Monitoring of diseases in wild boars

Organ and blood samples are collected from hunted wild boars for virological and bacteriological examinations (African swine fever ASF, classical swine fever CSF, Aujeszky’s disease AD and brucella). The goal is to have a pathological examination performed on any wild boars found dead or displaying symptoms of a disease.

2. General surveillance for wildlife pathogens

In general surveillance, wild animals found dead or put down due to a disease are collected as random samples. The objective is to stay up to date on which infectious diseases occur in Finland and detect in good time any outbursts of epidemics or new diseases. The regional distribution of samples depends on local mortality rates. 

Several parties, including hunters, fishermen and active nature enthusiasts, the Natural Resources Institute Finland (Luke), the municipal Centres for Economic Development, Transport and the Environment (ELY Centres), environmental authorities and, in case of suspected crimes, the police deliver samples for general surveillance. Ordinary citizens often send animals found dead in the home yards and urban areas for examination.

To specify the cause of death, histological, bacteriological, parasitological and virological examinations are performed on the basis of visual examination and other examination findings related to the autopsy. Molecular biology methods are used for the determination of different pathogens.

In addition to determining the cause of death, samples taken for general disease monitoring are used for monitoring the occurrence of several infectious diseases harmful to human or animal health. Such diseases include the avian influenza, avian paramyxoviruses, avian coronaviruses, bat rabies, bat coronaviruses, trichinellosis, salmonellosis, rabbit fever, psittacosis (parrot fever, or ornithosis), African swine fever, and chronic wasting disease (CWD) of deer.

Wild fish

Mass deaths of wild fish are examined in all locations of Finnish Food Authority's Production Animal and Wildlife Health Research Unit performing fish disease research (Oulu, Kuopio and Helsinki). Usually such cases are investigated in collaboration with the local ELY Centre that takes care of the examinations related to water quality and environmental conditions.

§

◆ TASKS TO CARRY OUT:
a: Change "random samples" to "spot samples" in the part of the wildlife disease monitoring text that begins at the words "2. General surveillance" and stops after "areas for examination.", and give that part again.
b: According to the wildlife disease monitoring text, in which locations does the unit that examines mass deaths of wild fish perform fish disease research?
c: Summarize the wildlife disease monitoring text in two sentences.

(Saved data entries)
§

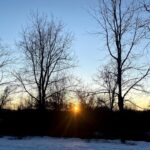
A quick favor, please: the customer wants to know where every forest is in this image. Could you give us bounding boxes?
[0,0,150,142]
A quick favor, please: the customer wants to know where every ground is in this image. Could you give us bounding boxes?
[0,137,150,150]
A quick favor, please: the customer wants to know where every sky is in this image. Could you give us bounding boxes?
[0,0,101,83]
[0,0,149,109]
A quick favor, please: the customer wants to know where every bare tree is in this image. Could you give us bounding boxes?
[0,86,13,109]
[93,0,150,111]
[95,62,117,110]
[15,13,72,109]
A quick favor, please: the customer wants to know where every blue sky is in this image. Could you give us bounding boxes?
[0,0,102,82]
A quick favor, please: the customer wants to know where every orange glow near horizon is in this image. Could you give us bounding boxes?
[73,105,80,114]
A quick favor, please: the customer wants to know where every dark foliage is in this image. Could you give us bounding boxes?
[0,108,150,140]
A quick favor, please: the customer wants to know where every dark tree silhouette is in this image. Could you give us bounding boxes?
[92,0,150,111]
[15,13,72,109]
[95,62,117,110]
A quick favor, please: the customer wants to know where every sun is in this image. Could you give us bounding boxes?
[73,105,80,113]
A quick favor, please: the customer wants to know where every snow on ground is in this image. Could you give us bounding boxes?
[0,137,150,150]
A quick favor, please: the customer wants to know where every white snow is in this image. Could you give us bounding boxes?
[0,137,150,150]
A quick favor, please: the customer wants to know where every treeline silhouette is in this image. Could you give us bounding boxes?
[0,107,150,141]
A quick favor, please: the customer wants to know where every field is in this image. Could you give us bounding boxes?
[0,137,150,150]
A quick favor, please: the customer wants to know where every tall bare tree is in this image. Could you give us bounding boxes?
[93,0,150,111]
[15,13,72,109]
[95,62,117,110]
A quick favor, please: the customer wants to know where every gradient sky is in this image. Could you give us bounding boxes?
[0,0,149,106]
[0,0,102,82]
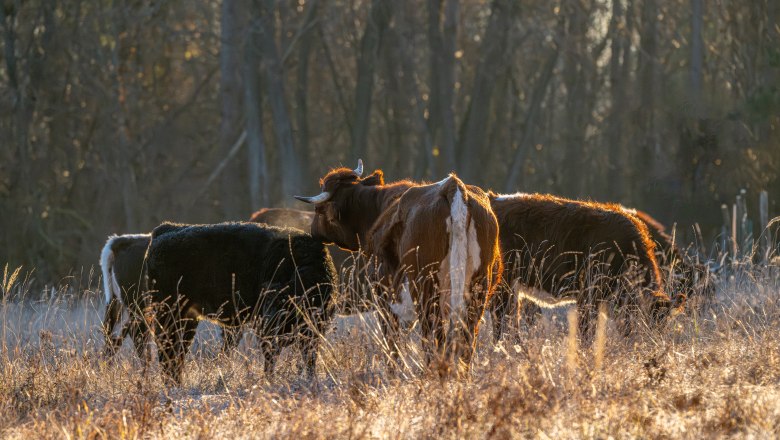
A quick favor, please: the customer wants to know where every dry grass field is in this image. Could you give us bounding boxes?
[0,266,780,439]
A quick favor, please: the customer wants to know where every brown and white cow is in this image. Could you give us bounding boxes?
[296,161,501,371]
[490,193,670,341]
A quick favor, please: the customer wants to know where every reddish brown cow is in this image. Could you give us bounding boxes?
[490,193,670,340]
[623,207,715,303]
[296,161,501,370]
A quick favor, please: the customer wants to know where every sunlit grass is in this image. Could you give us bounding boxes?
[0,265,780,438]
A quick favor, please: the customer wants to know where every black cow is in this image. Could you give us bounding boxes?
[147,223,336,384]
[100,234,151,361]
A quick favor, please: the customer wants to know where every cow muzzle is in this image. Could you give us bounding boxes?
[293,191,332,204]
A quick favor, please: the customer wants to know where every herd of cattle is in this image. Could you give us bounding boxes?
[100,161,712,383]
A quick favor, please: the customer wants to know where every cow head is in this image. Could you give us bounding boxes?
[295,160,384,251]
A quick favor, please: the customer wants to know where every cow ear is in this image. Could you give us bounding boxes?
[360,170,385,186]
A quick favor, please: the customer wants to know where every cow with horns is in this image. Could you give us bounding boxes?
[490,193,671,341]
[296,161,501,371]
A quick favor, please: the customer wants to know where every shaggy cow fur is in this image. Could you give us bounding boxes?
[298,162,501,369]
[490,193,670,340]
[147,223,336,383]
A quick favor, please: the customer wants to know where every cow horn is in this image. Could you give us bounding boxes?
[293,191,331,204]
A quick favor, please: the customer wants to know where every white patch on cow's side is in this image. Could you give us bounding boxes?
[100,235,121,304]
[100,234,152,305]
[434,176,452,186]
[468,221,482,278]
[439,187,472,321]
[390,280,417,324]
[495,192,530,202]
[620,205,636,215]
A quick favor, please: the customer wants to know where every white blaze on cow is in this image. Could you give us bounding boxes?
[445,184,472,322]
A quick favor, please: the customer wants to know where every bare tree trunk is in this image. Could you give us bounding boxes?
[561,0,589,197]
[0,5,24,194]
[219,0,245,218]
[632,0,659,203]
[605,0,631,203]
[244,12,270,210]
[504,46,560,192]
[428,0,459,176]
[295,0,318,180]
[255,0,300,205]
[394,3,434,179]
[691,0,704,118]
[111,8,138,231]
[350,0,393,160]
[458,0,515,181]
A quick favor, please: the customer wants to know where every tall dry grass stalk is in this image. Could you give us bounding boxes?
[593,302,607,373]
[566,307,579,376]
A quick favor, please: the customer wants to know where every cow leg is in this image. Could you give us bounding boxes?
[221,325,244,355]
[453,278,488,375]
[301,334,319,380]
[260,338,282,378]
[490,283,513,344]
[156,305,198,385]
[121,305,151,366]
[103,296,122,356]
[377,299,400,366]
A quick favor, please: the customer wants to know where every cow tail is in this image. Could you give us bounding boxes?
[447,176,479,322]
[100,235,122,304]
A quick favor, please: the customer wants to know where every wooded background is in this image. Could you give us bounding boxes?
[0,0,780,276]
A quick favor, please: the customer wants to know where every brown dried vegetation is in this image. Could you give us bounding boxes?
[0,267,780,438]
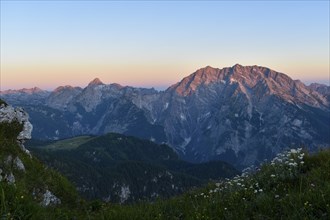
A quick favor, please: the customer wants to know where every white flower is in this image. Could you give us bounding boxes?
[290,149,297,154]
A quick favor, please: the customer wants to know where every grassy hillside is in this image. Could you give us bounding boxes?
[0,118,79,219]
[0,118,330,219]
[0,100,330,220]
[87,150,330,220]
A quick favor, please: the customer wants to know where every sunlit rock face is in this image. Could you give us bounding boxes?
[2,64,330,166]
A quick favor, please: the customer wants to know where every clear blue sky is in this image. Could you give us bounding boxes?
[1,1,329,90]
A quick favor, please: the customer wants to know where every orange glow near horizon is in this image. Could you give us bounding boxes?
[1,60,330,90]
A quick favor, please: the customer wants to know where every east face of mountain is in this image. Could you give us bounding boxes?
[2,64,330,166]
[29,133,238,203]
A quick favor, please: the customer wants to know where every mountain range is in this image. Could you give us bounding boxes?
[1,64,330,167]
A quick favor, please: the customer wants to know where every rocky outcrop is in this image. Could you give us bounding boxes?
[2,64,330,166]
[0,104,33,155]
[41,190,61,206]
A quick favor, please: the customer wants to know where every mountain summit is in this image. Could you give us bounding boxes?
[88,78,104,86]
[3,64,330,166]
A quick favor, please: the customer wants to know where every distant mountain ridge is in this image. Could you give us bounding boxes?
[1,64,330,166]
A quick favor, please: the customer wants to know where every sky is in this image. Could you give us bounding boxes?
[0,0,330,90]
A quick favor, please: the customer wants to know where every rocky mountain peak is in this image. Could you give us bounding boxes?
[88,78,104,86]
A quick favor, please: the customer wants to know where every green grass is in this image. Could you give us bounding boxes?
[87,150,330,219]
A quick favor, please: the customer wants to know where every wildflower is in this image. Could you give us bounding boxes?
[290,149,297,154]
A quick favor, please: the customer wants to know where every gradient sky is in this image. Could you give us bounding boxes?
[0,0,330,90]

§

◆ TASK-BY-TASK RESULTS:
a:
2. General surveillance for wildlife pathogens

In general surveillance, wild animals found dead or put down due to a disease are collected as spot samples. The objective is to stay up to date on which infectious diseases occur in Finland and detect in good time any outbursts of epidemics or new diseases. The regional distribution of samples depends on local mortality rates. 

Several parties, including hunters, fishermen and active nature enthusiasts, the Natural Resources Institute Finland (Luke), the municipal Centres for Economic Development, Transport and the Environment (ELY Centres), environmental authorities and, in case of suspected crimes, the police deliver samples for general surveillance. Ordinary citizens often send animals found dead in the home yards and urban areas for examination.

b: Oulu, Kuopio and Helsinki.

c: Samples from hunted wild boars are examined for diseases such as African swine fever, and general surveillance collects wild animals found dead or put down due to disease to track infectious diseases in Finland and detect epidemics or new diseases early. These samples, delivered by hunters, authorities, the police and ordinary citizens, are examined to determine the cause of death and to monitor diseases harmful to human or animal health, while mass deaths of wild fish are investigated at the Finnish Food Authority's fish disease research locations.